_Exercise task_
Your output is the line containing "groom's face, imagine" plus all lines after it to the end of the records, reproduced exactly, with nothing else.
******
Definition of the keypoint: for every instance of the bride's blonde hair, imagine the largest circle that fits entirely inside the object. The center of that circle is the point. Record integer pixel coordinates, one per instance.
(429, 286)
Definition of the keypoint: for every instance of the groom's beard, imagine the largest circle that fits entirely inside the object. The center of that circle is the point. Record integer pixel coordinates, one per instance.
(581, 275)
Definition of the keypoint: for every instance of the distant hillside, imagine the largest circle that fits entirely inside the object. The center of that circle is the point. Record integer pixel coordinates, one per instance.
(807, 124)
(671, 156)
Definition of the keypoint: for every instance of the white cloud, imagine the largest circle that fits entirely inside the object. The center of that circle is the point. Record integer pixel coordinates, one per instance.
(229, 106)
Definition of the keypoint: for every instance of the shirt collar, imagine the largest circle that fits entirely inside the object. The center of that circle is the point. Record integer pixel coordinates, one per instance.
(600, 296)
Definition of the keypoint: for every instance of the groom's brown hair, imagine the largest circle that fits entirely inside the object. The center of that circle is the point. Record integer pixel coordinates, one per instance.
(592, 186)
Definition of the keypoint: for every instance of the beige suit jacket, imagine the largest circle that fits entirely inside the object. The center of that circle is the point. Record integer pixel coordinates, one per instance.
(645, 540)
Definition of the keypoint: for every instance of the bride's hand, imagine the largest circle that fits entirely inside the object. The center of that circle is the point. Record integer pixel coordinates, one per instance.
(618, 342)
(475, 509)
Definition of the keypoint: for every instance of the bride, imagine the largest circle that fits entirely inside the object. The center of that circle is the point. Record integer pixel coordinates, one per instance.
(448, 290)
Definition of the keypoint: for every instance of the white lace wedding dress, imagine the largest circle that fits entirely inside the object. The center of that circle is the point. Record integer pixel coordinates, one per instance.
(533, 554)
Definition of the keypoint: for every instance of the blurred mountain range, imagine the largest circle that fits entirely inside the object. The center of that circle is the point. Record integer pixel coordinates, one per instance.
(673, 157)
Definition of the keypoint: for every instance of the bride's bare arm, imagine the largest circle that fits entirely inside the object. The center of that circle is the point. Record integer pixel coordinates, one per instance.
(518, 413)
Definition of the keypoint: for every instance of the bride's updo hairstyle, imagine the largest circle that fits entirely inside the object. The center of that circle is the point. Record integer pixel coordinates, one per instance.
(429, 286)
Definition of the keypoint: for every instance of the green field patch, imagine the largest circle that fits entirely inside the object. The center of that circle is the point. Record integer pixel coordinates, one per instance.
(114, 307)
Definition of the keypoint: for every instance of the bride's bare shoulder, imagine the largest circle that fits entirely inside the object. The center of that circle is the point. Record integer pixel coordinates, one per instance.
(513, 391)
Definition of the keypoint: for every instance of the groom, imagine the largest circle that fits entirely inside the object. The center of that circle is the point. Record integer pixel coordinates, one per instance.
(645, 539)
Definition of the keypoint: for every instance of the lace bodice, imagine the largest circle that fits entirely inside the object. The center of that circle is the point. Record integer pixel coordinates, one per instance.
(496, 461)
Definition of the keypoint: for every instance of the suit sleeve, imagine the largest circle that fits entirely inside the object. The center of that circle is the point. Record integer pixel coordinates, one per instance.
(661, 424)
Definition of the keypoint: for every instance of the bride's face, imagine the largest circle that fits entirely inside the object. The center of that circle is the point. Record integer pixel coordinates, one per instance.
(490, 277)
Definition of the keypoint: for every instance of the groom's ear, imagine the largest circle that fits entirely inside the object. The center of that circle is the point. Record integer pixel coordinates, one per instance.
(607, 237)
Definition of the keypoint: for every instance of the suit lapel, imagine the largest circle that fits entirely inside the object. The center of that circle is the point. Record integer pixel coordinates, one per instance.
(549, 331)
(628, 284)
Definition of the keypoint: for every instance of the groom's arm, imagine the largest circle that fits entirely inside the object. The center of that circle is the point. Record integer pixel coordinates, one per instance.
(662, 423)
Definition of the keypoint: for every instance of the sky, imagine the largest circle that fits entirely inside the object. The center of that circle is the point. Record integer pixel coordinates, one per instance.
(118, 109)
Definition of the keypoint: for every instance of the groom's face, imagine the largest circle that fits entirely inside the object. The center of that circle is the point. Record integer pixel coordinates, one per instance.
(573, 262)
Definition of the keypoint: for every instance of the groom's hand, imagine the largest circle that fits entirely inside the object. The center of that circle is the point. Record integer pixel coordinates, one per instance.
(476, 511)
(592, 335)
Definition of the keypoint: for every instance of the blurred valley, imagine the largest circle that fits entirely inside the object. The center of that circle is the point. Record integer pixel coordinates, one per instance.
******
_Completed task_
Definition of the keypoint: for every instance of the groom's face, imagine the largest circle that fits entirely inside the object. The center of that circle is the point. Record integer pixel coordinates, one per instance.
(573, 262)
Definition of the keypoint: for every instance of the groom's hand, imagine the largest circle that fits entirely inside the object. The center of that circle is the point. Record integer pixel coordinates, one per instance.
(476, 511)
(592, 335)
Definition of the keypoint: for every instance of the blurred valley, imagine the largest circle that fits entirely inside the object. The center of that circle is the point. Record integer pixel coordinates, one per instance.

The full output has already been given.